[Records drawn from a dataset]
^^^^
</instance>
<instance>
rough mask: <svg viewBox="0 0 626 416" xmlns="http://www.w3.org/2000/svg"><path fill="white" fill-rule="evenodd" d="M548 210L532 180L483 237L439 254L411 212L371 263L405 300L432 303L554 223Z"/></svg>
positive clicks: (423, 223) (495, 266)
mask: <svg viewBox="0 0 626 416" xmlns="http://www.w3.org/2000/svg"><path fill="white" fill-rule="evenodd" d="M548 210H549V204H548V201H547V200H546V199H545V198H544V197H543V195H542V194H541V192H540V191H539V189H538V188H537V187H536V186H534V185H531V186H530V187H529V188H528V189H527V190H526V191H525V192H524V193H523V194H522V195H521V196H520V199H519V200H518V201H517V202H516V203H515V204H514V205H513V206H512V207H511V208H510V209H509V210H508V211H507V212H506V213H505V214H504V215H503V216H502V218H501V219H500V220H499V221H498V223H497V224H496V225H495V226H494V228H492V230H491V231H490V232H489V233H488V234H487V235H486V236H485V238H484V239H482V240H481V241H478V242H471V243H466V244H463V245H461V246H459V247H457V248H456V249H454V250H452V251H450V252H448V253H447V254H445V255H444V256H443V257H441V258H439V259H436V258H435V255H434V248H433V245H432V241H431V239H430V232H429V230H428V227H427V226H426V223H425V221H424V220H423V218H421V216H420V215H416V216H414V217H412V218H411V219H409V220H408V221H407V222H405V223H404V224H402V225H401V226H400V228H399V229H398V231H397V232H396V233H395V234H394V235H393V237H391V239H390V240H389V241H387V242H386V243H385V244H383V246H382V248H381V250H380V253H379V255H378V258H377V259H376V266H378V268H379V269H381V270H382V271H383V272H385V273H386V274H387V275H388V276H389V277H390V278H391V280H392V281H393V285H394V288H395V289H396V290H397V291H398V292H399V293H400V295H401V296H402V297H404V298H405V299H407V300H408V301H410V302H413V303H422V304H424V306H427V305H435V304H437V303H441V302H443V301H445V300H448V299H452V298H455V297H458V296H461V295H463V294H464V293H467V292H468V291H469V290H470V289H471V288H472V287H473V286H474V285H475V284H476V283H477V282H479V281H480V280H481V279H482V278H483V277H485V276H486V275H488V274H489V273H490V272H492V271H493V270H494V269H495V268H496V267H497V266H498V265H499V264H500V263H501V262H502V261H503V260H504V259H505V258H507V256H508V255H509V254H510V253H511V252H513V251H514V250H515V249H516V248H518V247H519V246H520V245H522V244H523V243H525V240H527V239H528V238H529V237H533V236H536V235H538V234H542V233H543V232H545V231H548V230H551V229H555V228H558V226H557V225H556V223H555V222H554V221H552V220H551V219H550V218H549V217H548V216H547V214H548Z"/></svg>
^^^^
YOUR INSTRUCTIONS: Once more, write out the entries exactly as they were written.

RESULT OF THIS TASK:
</instance>
<instance>
rough mask: <svg viewBox="0 0 626 416" xmlns="http://www.w3.org/2000/svg"><path fill="white" fill-rule="evenodd" d="M548 210L532 180L483 237L439 254L411 212L371 263L405 300L432 303L554 223Z"/></svg>
positive clicks: (423, 223) (495, 266)
mask: <svg viewBox="0 0 626 416" xmlns="http://www.w3.org/2000/svg"><path fill="white" fill-rule="evenodd" d="M548 210H549V204H548V201H547V200H546V199H545V198H544V197H543V195H542V194H541V192H540V191H539V189H538V188H537V187H536V186H534V185H531V186H530V187H529V188H528V189H527V190H526V191H525V192H524V193H523V194H522V195H521V196H520V199H519V200H518V201H517V202H516V203H515V204H514V205H513V206H512V207H511V208H510V209H509V210H508V211H507V212H506V213H505V214H504V215H503V216H502V218H501V219H500V220H499V221H498V223H497V224H496V225H495V226H494V228H492V230H491V231H490V232H489V233H488V234H487V235H486V236H485V238H484V239H482V240H481V241H478V242H471V243H466V244H463V245H461V246H459V247H457V248H456V249H454V250H452V251H450V252H448V253H447V254H445V255H444V256H443V257H441V258H439V259H436V258H435V255H434V248H433V245H432V241H431V239H430V232H429V230H428V227H427V226H426V223H425V221H424V220H423V218H421V216H420V215H416V216H414V217H412V218H411V219H409V220H408V221H407V222H405V223H404V224H402V225H401V226H400V228H399V229H398V231H397V232H396V233H395V234H394V235H393V237H391V239H390V240H389V241H387V242H386V243H385V244H383V246H382V248H381V250H380V253H379V255H378V258H377V259H376V266H378V268H379V269H381V270H382V271H383V272H385V273H386V274H387V275H388V276H389V277H390V278H391V280H392V281H393V285H394V288H395V289H396V290H397V291H398V292H399V293H400V295H401V296H402V297H404V298H405V299H407V300H408V301H410V302H413V303H422V304H424V306H427V305H435V304H437V303H441V302H443V301H445V300H448V299H452V298H455V297H458V296H461V295H463V294H464V293H467V292H468V291H469V290H470V289H471V288H472V287H473V286H474V285H475V284H476V283H477V282H479V281H480V280H481V279H482V278H483V277H485V276H486V275H488V274H489V273H490V272H492V271H493V270H494V269H495V268H496V267H497V266H498V265H499V264H500V263H501V262H502V261H503V260H504V259H505V258H507V256H508V255H509V254H510V253H511V252H513V251H514V250H515V249H516V248H518V247H519V246H520V245H522V244H523V243H525V240H527V239H528V238H529V237H533V236H536V235H538V234H542V233H543V232H545V231H548V230H551V229H555V228H558V226H557V225H556V223H555V222H554V221H552V220H551V219H550V218H549V217H548V216H547V214H548Z"/></svg>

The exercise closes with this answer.